** BEGIN Excerpt to read **

Defense counsel and the prosecutor agreed the second mini-trial—addressing E.S.'s supposed subsequent recantations and the circumstances surrounding them—would also be extensive. Defense counsel stated, "I would have a list of witnesses that would come in to impeach [E.S.] or impeach whatever in that trial. You're looking at two weeks just on [E.S.]. At least." She elaborated that the "can of worms that is being opened" would contain a lawsuit that defendant filed against E.S. over an unpaid phone bill and an elder abuse complaint E.S.'s grandmother filed against her. The prosecutor identified additional "worms": that one of E.S.'s "recantations"
The current trial consisted of eight court days of argument and testimony. The trial court did not abuse its discretion by declining to permit a full-blown trial on an ancillary impeachment issue that would have more than doubled the length of trial.
Further, the trial court's ruling did not, as defendant asserts, "deprive[] . . . defendant of all evidence concerning the theory of defense." Instead, the court's evidentiary ruling was limited to certain evidence intended to rebut a single item of propensity evidence. The court's ruling did not preclude defendant from defending against the merits of the prosecution's pending case. And even as to the narrow issue of propensity evidence, the court ruled defendant could (1) deny he sexually abused E.S.; (2) accuse her of lying about it; (3) argue that her living with him later undermined her claim; and (4) present character evidence that he did not molest other children when presented with similar opportunities. The record shows defendant did, in fact, (1) deny he sexually abused E.S.; (2) elicit from V.S. that she believed defendant when he said he did not molest E.S. and that "there were things that were said" to her that caused her to believe that; and (3) argue in closing that "[a] reasonable interpretation as to why [defendant] would let [E.S.] come back into his home is because she confessed to him nothing happened. . . ." Defendant was not completely deprived of an opportunity to present an adequate defense.
Defendant's only argument on appeal regarding undue consumption of time is that "the more extensive and time consuming the evidence that [defendant] did not molest [E.S.] the greater the importance of the evidence to [his] defense." We reject this reasoning as circular—it would effectively read the undue-consumption-of-time element out of Evidence Code section 352.

** END Excerpt to read **
** BEGIN Record excerpts **

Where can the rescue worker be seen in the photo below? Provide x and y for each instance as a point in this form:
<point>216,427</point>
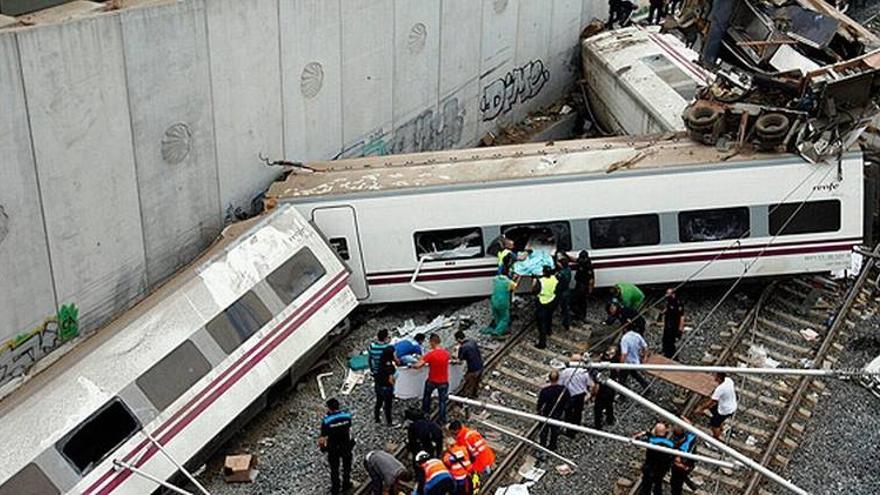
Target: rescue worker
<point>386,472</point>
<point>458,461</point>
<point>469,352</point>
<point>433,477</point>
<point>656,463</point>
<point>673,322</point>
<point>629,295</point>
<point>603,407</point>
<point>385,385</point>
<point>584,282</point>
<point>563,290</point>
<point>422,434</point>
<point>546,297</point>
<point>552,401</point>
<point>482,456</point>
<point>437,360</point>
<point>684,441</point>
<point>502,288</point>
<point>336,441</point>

** END Record excerpts **
** BEGIN Record excerpts **

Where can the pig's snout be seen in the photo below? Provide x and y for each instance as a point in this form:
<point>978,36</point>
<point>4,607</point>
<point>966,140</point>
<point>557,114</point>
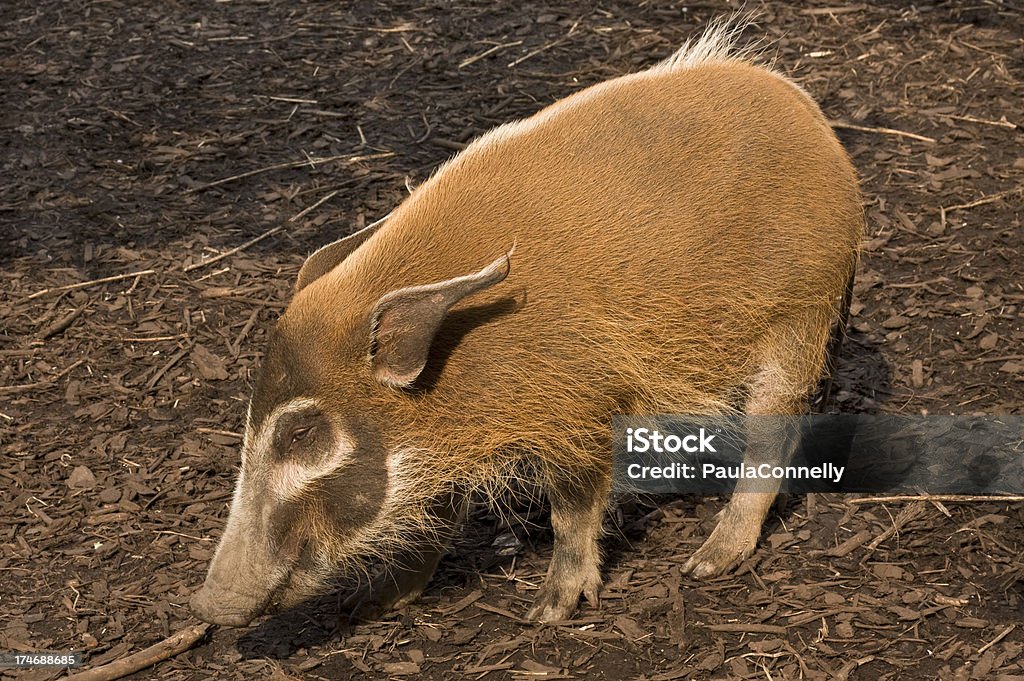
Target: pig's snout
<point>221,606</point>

** END Record excerpts **

◆ Given exercise 1: Condense the paragraph of the excerpt on the trial court's evidentiary ruling that begins "Further, the trial court's ruling did not" into a bulleted list that keeps its main facts.
◆ Given exercise 2: Extend the excerpt on the trial court's evidentiary ruling, starting after its final sentence.
The items are material separate from the excerpt on the trial court's evidentiary ruling.

◆ Written response 1:
- Contrary to defendant's claim, the ruling did not deprive him of all evidence concerning his theory of defense.
- It covered only certain evidence meant to rebut a single item of propensity evidence and did not stop him from defending against the merits of the pending case.
- On the propensity issue, the court allowed defendant to:
  - deny he sexually abused E.S.
  - accuse her of lying about it
  - argue that her later living with him undermined her claim
  - present character evidence that he did not molest other children when given similar opportunities
- The record shows defendant:
  - denied he sexually abused E.S.
  - elicited from V.S. that she believed his denial and that "there were things that were said" to her that led her to believe it
  - argued in closing that he may have let E.S. return to his home because she confessed to him that nothing happened
- He was therefore not completely deprived of an opportunity to present an adequate defense.

◆ Written response 2:
Finally, none of defendant's cited cases support his argument that the trial court was required to admit his impeachment evidence. People v. Cottone (2013) 57 Cal.4th 269 is distinguishable because it involved uncharged prior conduct and addressed whether the defendant's maturity was a relevant factor in evaluating whether he had a propensity to commit sexual offenses. (Id. at pp. 278, 290.) Here, defendant was charged with sexually abusing E.S. and his maturity was not at issue. People v. Griffin (1967) 66 Cal.2d 459, 465 and People v. Mullens (2004) 119 Cal.App.4th 648, 662-663 are distinguishable because the trial courts admitted evidence of charged prior sexual offenses but excluded evidence that the defendants had been acquitted of those charges. By contrast, defendant was convicted of sexually abusing E.S. People v. Callahan (1999) 74 Cal.App.4th 356 is unpersuasive because that court "conclude[d] that when the prosecution introduces evidence under [Evidence Code] section 1108 of the defendant's commission of another sexual offense or offenses, the defendant is not precluded from introducing evidence of specific instances of his good behavior under similar circumstances." (Id. at p. 360.) Here, the trial court ruled defendant could do precisely that.
On this record, we find no abuse of discretion in the trial court's exclusion of admittedly time-consuming evidence aimed at impeaching E.S.'s testimony during the trial that led to defendant's 1995 conviction.
Defendant contends the trial court committed reversible error by instructing the jury not to consider for their truth I.S.'s statements during pretrial forensic interviews that defendant did not sexually abuse her. The People concede this instruction was erroneous, but assert it was harmless in light of the record and overall charge to the jury. We agree.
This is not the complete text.